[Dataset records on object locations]
<<<<
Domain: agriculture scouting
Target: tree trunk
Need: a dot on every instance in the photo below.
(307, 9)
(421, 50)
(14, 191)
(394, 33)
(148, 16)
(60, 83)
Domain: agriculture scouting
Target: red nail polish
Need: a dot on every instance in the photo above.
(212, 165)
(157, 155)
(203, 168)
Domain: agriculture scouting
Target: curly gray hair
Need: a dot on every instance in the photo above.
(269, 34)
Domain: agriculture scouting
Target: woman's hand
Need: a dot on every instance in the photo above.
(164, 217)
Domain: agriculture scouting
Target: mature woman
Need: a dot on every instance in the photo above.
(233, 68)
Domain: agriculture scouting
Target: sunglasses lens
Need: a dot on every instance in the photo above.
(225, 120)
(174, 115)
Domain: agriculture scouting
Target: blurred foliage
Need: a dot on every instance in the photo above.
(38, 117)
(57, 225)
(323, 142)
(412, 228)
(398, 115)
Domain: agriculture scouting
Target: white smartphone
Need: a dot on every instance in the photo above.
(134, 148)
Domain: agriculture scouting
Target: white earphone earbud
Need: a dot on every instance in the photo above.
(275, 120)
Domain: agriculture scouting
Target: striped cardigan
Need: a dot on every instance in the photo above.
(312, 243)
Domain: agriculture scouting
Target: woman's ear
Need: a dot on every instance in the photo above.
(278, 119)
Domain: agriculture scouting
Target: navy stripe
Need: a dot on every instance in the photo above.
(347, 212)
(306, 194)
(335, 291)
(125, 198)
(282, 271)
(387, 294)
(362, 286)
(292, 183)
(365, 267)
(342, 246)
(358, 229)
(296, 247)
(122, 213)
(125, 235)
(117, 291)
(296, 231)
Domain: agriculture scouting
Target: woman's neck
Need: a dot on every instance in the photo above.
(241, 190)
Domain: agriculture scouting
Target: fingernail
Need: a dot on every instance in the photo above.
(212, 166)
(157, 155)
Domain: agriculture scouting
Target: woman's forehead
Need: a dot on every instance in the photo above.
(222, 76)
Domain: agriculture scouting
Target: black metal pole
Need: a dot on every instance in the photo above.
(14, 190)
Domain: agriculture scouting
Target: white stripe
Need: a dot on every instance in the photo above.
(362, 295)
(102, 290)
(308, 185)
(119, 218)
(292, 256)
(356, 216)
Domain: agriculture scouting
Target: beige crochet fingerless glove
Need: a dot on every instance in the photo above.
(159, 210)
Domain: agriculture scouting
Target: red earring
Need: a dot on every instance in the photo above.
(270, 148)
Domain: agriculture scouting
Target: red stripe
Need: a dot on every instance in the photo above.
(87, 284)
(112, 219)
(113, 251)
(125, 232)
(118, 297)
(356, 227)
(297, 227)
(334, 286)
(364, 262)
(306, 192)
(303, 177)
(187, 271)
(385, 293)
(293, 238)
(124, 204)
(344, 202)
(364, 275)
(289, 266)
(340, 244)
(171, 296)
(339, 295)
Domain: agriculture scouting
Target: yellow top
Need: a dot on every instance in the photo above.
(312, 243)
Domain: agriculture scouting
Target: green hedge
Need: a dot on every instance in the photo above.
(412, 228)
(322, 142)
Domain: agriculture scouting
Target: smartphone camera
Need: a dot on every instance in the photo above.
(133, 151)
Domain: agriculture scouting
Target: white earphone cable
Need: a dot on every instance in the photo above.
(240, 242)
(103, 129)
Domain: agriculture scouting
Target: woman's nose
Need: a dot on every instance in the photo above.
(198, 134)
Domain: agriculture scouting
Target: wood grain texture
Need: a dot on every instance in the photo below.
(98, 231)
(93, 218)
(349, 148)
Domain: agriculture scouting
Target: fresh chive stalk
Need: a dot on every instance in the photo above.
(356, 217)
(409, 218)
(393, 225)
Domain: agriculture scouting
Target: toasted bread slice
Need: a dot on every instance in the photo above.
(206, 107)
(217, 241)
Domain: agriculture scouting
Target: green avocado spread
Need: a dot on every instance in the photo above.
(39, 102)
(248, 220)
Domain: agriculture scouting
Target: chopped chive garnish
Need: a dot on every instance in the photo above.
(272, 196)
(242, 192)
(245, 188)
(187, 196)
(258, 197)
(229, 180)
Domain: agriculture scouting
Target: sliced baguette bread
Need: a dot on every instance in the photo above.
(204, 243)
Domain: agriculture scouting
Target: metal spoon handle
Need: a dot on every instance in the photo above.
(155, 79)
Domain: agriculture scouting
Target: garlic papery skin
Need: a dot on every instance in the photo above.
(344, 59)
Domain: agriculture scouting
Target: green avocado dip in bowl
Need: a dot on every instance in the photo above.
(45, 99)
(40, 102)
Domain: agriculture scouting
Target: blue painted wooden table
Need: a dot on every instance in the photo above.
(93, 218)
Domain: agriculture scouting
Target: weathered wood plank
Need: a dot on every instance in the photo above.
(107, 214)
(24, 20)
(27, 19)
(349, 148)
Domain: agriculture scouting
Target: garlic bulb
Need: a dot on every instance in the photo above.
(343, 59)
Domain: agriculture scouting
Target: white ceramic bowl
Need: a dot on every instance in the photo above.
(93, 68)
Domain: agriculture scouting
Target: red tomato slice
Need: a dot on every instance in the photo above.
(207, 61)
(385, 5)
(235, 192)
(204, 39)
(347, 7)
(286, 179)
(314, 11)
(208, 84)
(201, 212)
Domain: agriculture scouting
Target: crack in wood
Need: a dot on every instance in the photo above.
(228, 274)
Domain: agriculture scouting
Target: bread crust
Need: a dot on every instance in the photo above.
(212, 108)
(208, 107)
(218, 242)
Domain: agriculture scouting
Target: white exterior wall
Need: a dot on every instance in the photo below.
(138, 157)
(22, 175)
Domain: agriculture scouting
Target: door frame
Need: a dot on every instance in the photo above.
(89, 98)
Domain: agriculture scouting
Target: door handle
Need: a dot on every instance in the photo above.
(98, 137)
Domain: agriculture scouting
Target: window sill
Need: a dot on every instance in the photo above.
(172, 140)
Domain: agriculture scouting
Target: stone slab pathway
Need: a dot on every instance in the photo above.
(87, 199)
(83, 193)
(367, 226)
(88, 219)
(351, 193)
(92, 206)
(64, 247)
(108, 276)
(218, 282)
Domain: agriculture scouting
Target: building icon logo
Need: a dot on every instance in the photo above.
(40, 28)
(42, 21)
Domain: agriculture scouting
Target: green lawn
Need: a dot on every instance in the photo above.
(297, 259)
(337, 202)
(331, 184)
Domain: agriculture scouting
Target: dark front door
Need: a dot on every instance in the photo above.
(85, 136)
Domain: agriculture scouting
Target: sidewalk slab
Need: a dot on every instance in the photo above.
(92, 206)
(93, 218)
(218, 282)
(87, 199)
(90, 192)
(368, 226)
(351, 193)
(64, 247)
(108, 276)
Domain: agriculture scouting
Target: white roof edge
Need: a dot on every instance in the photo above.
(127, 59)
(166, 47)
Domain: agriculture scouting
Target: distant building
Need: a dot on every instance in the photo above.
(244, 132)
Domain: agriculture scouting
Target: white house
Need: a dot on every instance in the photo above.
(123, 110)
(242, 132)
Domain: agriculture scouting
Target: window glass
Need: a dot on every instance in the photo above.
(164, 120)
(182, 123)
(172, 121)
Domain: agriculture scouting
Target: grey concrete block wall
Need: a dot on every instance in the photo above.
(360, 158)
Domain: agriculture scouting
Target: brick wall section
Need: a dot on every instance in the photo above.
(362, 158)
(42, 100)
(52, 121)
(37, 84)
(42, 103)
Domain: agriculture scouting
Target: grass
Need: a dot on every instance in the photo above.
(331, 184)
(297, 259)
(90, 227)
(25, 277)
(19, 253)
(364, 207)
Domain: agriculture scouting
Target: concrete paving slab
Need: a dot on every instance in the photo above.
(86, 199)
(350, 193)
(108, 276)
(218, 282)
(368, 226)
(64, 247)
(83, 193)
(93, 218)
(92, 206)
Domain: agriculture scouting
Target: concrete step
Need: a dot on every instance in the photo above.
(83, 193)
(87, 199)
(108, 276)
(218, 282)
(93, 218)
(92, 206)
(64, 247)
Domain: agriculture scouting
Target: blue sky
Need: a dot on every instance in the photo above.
>>>>
Count the lines in the material above that contain the string "bowl". Reply with that number alone.

▶ **Answer**: 2